Look over the entries and say how many lines include the word "Retail". Only the number, please.

[Saved entries]
.....

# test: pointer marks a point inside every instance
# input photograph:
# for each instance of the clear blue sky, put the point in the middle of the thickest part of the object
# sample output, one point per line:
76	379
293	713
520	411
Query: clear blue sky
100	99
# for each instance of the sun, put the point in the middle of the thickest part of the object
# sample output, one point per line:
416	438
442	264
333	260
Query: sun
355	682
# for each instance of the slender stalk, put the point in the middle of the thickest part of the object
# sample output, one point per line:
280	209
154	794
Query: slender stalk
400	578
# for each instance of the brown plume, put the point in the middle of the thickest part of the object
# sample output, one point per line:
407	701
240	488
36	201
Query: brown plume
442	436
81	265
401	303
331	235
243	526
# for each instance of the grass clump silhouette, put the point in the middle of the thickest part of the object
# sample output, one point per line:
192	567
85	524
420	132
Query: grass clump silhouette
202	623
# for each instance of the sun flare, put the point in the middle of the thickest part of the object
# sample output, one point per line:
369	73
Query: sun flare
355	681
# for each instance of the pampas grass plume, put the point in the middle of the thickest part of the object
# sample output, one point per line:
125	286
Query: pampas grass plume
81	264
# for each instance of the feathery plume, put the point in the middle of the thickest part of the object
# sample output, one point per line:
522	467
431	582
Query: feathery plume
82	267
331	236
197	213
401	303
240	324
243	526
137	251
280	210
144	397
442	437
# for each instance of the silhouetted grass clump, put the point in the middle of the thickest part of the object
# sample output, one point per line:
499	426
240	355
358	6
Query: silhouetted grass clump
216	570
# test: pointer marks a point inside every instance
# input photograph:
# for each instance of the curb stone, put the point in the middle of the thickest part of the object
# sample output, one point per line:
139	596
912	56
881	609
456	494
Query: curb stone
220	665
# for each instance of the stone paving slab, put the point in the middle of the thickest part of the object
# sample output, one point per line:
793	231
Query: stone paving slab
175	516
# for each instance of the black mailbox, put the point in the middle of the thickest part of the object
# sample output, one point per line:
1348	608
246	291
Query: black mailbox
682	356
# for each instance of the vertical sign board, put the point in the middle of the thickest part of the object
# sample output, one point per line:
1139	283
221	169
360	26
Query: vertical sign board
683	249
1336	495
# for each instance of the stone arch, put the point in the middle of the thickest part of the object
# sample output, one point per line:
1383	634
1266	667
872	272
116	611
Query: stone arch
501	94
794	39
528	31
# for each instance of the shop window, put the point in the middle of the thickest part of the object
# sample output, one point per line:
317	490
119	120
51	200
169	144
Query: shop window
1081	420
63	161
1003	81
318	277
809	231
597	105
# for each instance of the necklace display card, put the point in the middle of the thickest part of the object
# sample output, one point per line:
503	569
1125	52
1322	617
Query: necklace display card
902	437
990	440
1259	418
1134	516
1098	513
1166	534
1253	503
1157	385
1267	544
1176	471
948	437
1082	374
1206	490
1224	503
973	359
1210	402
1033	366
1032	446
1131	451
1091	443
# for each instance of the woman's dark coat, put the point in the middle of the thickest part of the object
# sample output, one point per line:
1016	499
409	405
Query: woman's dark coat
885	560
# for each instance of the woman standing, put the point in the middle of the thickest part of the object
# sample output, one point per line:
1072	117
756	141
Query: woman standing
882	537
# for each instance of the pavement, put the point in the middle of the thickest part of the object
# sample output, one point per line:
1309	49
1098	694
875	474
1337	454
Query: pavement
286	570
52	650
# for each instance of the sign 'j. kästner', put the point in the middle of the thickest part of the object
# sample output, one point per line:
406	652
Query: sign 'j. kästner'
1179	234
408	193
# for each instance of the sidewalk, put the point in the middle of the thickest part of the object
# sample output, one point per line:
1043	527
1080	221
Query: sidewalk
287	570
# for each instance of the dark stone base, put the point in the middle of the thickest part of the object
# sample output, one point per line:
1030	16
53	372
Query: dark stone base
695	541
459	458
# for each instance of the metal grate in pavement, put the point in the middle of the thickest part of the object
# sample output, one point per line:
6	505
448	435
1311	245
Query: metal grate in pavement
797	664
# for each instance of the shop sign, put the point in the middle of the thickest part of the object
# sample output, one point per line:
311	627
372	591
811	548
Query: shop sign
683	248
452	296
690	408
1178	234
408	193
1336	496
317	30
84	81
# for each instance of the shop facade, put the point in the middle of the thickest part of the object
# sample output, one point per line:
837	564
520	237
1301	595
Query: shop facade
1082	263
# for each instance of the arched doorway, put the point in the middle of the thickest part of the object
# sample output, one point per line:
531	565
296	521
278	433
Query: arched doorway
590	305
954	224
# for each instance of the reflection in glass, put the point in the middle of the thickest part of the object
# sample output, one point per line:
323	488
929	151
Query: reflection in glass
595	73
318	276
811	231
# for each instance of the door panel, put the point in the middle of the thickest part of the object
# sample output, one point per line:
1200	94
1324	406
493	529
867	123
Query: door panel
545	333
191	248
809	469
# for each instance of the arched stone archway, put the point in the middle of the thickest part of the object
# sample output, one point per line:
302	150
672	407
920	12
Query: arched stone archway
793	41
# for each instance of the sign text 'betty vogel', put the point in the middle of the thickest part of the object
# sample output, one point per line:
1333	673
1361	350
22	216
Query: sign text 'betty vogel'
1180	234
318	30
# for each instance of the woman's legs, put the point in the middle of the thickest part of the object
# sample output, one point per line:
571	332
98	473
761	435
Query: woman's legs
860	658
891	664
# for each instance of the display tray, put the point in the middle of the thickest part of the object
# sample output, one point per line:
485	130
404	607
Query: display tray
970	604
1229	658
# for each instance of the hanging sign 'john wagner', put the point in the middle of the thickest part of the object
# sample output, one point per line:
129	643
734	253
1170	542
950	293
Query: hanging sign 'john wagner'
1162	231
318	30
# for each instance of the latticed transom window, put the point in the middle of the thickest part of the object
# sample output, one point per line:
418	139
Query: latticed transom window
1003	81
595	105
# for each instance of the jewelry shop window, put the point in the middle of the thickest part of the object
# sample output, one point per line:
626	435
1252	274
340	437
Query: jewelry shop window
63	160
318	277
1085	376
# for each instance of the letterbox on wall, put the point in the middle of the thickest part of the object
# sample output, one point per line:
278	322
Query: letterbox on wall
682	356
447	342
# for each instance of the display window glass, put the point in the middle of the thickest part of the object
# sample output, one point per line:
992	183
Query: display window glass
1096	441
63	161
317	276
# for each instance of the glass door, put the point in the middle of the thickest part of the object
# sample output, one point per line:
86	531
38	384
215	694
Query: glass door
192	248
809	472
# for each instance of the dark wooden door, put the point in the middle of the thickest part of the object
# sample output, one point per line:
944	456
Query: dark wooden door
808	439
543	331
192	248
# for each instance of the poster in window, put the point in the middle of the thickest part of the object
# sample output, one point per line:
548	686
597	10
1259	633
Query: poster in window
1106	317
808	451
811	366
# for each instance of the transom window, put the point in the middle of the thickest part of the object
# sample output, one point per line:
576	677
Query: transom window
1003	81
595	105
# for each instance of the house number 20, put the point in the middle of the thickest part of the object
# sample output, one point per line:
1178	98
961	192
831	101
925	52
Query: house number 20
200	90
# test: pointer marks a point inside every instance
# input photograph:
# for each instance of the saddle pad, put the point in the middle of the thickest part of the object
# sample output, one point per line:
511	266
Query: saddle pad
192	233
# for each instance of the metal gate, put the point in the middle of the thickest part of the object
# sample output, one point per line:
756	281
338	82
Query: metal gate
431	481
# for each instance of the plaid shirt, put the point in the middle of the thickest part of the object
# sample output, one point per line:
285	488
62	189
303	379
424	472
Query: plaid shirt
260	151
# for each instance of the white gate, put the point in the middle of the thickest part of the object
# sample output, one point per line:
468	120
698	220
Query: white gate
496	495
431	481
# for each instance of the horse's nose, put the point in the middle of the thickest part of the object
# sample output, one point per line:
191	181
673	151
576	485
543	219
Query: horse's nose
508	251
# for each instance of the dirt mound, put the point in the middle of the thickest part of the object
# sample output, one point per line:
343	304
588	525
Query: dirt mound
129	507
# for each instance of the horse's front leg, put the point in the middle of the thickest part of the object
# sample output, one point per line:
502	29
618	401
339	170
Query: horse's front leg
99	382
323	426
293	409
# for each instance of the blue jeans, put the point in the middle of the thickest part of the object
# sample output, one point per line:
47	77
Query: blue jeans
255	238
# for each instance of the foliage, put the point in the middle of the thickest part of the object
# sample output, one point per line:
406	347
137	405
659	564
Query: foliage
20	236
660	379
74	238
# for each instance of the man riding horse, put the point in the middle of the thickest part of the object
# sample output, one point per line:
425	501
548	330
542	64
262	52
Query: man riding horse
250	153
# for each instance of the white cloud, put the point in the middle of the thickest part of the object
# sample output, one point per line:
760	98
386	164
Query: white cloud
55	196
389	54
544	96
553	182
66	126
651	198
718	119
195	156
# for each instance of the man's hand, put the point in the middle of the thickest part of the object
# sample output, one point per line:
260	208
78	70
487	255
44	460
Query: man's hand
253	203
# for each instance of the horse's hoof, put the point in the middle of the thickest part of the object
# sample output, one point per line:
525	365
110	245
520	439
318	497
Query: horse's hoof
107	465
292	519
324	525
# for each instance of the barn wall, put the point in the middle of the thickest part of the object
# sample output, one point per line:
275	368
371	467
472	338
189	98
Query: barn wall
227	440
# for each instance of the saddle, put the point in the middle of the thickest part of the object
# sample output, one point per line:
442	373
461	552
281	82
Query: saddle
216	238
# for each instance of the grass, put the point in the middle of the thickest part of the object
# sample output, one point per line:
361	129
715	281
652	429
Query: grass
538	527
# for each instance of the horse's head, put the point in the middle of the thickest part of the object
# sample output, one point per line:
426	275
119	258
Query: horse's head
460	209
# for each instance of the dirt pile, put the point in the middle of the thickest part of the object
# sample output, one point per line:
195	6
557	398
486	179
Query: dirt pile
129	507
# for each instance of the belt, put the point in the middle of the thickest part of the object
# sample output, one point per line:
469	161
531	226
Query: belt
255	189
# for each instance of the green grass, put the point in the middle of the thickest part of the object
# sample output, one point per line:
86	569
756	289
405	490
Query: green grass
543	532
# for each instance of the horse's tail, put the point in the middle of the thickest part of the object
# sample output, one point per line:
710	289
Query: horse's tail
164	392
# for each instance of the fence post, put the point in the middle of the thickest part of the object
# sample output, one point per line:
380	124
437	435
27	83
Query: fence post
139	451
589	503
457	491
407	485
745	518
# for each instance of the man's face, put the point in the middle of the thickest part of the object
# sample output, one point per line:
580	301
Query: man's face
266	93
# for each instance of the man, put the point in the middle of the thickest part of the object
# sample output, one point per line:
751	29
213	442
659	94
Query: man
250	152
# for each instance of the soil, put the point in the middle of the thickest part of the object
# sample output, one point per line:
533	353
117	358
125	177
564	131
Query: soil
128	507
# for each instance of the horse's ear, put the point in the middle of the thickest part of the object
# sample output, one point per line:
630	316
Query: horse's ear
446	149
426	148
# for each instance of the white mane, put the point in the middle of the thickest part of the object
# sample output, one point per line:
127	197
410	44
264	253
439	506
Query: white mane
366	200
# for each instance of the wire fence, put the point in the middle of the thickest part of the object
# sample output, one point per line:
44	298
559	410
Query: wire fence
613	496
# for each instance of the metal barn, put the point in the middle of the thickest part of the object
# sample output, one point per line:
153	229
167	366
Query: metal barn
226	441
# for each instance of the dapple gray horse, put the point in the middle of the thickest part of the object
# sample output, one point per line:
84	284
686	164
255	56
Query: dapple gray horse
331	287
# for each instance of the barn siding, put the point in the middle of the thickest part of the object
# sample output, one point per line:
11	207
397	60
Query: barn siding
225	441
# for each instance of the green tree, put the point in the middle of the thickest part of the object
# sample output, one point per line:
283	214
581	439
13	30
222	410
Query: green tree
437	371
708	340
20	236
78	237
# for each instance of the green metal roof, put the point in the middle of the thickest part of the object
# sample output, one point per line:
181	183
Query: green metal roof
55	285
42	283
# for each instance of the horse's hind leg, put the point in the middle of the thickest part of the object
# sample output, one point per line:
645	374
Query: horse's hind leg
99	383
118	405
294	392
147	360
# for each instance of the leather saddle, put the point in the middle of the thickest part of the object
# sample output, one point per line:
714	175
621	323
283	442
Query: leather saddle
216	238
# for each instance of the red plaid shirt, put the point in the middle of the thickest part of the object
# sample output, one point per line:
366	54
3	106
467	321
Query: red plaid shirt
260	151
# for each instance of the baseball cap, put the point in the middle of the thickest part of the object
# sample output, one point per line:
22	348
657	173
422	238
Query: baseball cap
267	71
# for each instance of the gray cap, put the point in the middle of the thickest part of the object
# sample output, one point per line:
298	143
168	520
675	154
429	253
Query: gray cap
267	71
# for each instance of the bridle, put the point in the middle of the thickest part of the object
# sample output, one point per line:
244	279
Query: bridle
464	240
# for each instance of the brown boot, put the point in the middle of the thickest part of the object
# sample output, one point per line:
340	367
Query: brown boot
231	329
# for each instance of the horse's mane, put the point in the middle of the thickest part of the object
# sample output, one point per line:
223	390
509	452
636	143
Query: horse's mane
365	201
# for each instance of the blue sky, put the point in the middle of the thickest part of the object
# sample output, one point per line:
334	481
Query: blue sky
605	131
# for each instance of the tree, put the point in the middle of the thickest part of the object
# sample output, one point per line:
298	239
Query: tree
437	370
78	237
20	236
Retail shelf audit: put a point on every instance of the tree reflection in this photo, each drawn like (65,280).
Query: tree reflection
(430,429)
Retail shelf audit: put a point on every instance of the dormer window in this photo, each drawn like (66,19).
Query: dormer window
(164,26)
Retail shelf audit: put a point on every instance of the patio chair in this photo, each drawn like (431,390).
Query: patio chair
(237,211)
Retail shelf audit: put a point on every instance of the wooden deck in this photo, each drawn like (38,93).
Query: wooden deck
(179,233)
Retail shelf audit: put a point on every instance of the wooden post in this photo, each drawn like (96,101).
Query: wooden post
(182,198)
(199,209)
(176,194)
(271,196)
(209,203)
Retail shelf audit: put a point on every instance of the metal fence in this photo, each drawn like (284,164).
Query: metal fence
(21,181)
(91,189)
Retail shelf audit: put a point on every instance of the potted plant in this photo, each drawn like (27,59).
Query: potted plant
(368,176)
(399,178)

.....

» Task result
7